:: SOURCE TEXT ::
---

2.3 Research Objective and Framework

In response to the advent of the postindustrial society, Battey was the first to propose the concept of“smart city” in the 1990s. As big data was in its early stages at that time, Battey had only stressed the importance of Internet technology in the enhancement of information exchange and competitiveness of cities[28]. Due to its too extensive connotations and involvement in the entire urban system, it is difficult for smart cities to gain unified attention and acceptance. At present, a smart city framework with six sub-systems has been gradually accepted by many scholars, in which the smart citizen, smart environment, and smart life represent three important elements[29]. This conforms to the interactive relations among community residents, subjective livability, and objectively environmental quality in the key conclusions of the theoretical research of livability in The Netherlands.

As illustrated in the conclusions of the RIVM and the RIGO Research Centre, the classical analyses follow the results from the questionnaire. There are limitations in all studies using the traditional paradigms, and it makes no big difference whether or not they come from the questionnaire, observation, systematic theory, mathematical models, or statistical methods. Therefore, beyond the traditional studies, it is necessary to explore the new methodology using big data and developing advanced AI tools to create the basis for the integration of livability evaluation and prediction. The aforesaid big data challenges and opportunities from the fourth paradigm happen to provide an opportunity for this transit. The objective of this research is to develop such a novel dataintensive toolbox based on machine learning to monitor and even to predict livability in the Dutch settlement environment.

---

:: DATA EXTRACT ::
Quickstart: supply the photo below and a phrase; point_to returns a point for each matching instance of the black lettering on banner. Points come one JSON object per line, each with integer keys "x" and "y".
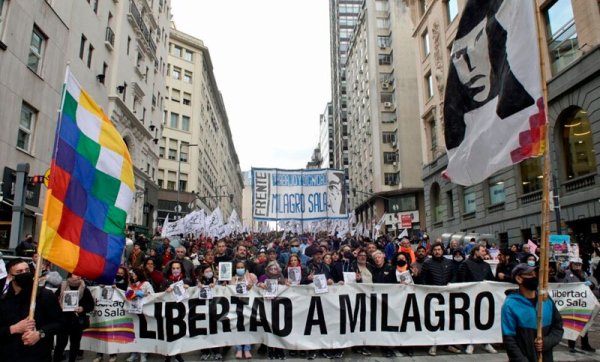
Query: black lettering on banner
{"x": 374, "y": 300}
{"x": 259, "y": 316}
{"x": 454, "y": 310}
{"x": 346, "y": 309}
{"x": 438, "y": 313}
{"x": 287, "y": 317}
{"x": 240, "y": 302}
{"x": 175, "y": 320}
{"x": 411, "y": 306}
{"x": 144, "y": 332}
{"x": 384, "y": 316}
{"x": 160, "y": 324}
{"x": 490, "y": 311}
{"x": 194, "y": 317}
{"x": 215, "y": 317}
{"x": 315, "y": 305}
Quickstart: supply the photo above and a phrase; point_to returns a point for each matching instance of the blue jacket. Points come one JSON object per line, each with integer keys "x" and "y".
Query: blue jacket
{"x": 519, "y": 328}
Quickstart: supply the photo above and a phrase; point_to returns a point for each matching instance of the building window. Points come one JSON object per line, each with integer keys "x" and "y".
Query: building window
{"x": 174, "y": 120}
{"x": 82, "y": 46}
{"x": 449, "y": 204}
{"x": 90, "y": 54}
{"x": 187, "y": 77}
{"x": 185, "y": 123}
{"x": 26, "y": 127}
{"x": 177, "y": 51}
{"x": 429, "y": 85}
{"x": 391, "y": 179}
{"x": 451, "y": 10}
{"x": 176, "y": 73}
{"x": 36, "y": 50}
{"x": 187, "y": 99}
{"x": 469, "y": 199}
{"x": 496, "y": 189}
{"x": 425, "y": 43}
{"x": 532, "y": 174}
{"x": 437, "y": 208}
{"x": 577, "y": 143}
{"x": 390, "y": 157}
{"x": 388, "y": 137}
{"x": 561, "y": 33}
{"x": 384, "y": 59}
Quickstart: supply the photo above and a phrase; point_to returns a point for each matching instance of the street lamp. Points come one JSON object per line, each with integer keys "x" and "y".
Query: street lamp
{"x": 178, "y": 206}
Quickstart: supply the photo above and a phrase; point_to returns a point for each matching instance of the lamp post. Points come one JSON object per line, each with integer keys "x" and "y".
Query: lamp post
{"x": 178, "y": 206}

---

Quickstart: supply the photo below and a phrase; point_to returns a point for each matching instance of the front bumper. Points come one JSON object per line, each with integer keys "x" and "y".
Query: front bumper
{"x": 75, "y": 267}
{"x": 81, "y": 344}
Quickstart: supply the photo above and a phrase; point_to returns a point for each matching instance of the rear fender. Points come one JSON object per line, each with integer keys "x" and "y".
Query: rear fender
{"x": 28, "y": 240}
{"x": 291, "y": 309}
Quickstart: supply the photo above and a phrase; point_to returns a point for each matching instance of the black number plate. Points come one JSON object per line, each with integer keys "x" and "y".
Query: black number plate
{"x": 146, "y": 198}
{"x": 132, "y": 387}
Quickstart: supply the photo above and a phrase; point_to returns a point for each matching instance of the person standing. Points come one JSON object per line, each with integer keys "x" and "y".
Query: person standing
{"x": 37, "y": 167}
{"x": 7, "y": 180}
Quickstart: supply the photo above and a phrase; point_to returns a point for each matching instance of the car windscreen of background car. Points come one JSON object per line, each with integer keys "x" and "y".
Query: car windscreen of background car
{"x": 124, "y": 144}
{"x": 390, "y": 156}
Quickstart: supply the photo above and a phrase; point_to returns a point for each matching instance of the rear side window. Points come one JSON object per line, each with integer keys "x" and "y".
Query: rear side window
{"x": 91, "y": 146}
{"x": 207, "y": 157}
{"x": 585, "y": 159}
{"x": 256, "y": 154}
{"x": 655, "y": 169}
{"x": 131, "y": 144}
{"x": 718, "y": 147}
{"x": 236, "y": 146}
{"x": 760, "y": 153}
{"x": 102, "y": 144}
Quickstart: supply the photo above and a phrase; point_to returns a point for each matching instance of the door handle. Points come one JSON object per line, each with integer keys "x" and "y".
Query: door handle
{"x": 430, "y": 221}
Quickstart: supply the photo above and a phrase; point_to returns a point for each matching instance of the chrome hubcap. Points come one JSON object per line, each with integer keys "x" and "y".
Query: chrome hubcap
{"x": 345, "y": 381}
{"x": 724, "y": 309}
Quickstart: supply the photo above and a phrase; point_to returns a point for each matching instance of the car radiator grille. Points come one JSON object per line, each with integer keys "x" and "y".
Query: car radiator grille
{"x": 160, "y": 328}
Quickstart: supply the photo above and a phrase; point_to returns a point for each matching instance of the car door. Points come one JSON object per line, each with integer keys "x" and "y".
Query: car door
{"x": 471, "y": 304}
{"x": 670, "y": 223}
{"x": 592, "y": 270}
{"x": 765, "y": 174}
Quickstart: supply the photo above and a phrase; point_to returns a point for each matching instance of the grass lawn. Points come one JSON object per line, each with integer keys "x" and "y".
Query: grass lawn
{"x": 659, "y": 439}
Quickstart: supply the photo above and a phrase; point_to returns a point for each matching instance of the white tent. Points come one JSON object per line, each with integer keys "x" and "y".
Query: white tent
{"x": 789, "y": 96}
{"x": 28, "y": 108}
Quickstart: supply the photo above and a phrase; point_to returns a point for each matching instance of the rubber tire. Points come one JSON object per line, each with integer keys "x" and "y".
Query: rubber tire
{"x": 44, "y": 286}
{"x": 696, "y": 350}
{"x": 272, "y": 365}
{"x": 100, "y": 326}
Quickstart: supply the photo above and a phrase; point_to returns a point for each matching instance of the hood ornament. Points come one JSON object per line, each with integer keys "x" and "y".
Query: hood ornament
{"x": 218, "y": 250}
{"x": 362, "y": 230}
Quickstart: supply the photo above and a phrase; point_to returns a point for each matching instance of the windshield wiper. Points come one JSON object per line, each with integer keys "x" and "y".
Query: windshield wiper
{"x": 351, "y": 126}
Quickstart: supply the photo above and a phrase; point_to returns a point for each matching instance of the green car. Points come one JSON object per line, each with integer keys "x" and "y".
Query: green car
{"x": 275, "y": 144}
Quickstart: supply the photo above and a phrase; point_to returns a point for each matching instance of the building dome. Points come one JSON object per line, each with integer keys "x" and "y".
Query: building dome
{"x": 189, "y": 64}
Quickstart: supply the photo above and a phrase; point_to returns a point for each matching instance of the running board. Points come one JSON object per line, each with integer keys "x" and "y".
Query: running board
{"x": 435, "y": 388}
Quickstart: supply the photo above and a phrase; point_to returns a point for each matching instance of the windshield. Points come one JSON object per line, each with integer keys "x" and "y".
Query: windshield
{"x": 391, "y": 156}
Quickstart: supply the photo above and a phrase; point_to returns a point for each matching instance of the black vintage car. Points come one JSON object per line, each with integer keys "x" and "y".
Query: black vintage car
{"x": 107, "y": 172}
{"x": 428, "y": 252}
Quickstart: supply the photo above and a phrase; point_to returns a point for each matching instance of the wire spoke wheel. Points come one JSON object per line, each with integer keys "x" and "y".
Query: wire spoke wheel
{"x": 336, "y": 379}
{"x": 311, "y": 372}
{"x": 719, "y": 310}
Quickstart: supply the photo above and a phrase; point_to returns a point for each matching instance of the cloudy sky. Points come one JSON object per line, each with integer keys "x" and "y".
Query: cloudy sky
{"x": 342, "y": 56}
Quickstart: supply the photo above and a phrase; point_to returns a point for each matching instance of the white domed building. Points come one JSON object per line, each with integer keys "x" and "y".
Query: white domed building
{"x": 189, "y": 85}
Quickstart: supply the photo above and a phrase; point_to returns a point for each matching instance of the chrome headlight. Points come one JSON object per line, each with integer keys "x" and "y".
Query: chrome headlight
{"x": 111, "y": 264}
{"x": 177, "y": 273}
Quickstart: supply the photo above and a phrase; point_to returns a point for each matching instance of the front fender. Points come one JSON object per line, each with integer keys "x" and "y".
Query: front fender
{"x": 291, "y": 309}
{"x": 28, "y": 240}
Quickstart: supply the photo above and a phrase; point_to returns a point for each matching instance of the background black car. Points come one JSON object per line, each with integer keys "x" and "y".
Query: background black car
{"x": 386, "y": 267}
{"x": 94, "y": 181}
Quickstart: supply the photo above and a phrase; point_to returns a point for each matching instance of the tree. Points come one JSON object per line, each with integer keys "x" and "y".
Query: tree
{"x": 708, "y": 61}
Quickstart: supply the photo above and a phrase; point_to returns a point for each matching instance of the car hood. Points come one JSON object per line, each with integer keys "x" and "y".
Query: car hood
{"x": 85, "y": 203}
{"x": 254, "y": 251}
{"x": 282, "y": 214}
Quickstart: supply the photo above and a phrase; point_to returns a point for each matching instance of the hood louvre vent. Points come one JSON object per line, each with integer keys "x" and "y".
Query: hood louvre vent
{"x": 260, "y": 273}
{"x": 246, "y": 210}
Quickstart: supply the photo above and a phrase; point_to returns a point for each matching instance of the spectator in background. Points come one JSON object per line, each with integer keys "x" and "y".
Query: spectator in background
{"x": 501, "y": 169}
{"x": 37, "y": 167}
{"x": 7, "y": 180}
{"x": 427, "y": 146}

---

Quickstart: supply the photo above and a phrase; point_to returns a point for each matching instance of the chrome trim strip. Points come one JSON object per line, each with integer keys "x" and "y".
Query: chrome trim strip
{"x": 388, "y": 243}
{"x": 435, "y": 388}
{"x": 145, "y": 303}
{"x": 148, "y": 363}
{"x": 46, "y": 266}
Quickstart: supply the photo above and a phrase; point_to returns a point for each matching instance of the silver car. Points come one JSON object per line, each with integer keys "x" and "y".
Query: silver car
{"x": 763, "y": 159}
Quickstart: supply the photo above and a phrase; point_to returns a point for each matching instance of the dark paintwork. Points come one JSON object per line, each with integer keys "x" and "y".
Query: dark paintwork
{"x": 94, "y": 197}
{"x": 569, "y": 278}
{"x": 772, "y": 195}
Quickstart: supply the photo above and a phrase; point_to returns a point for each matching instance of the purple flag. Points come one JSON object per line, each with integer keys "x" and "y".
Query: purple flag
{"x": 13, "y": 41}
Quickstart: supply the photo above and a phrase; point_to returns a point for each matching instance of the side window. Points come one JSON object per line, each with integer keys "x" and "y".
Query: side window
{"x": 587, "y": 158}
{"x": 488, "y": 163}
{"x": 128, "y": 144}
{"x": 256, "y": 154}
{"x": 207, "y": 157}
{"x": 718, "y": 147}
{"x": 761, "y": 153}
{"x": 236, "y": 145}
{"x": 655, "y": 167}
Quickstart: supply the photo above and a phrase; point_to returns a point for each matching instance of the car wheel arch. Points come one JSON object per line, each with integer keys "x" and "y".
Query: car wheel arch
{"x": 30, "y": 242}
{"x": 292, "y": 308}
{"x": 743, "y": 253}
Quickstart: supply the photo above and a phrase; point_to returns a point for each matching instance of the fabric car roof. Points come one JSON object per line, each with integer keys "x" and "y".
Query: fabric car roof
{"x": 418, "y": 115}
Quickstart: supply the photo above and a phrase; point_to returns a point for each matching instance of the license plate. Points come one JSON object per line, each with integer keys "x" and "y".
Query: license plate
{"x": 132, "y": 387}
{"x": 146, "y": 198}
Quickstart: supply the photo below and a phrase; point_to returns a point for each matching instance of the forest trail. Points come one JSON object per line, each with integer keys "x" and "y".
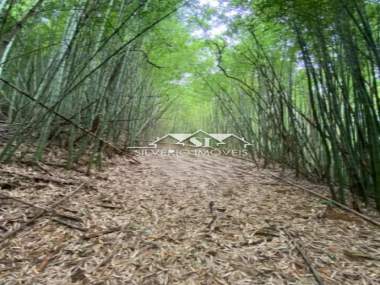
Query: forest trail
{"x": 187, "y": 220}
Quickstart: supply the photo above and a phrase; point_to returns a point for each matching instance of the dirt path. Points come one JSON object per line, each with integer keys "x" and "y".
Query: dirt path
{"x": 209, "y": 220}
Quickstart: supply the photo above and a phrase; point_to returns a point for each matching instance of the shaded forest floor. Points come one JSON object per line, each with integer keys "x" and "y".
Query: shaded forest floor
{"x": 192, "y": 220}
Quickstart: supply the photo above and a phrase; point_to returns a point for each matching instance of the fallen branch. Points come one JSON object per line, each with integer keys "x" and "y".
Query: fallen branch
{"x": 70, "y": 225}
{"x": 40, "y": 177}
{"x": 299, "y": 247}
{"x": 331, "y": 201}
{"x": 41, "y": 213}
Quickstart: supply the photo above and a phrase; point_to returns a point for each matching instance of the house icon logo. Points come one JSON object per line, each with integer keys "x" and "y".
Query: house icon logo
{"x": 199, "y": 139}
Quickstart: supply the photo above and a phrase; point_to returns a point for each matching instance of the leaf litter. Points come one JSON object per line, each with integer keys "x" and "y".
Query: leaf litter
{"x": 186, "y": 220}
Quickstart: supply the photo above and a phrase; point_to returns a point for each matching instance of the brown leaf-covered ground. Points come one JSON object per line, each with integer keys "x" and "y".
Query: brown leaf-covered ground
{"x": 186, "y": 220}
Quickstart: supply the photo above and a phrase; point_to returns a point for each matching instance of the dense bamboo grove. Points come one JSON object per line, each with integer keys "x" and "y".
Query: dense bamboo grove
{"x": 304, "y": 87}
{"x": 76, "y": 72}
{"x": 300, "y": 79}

---

:: WRITTEN INSTRUCTION ::
Go on with the text on smart cities and livability research, starting after its last sentence. The rows have no connection to the text on smart cities and livability research.

:: RESPONSE TO THE TASK ::
The new toolbox aims to maximize the application of all open-source data and develop referenced variables, after that it will transform, integrate and store the data through advanced data engineering and database technologies. Thereafter, the results of livability questionnaires shall be extracted as the target to be predicted in machine learning through the fourth paradigm. In the data warehouse the historical livability grades from the questionnaires are integrated with the most relevant variables at the same historical period, to build predictive models form the machine learning. The developed AI algorithms are able to predict future livability based on the new inputs of the most relevant variables. Consequently, it can be compared with those conclusions drawn from the traditional paradigms to identify the new knowledge discovered by the fourth paradigm. The new inputs can support the retraining in machine learning to improve the model as well. The big data based key research framework is summarized in Fig. 3.

3 Research Method and Process

Due to the big data explosion and the resulting fourth paradigm, the new prediction toolbox shall no longer rely on the existing and widely-used research paradigms. Instead, it shall firstly search for available open-source big data. After that, it will investigate the data via data-intensive machine learning and further build algorithms and prediction models. Thereafter, it may predict and even intervene to the livability of any community with the corresponding parameters in a scientific manner, thus laying a solid foundation for the evaluation and planning of livability in the smart city.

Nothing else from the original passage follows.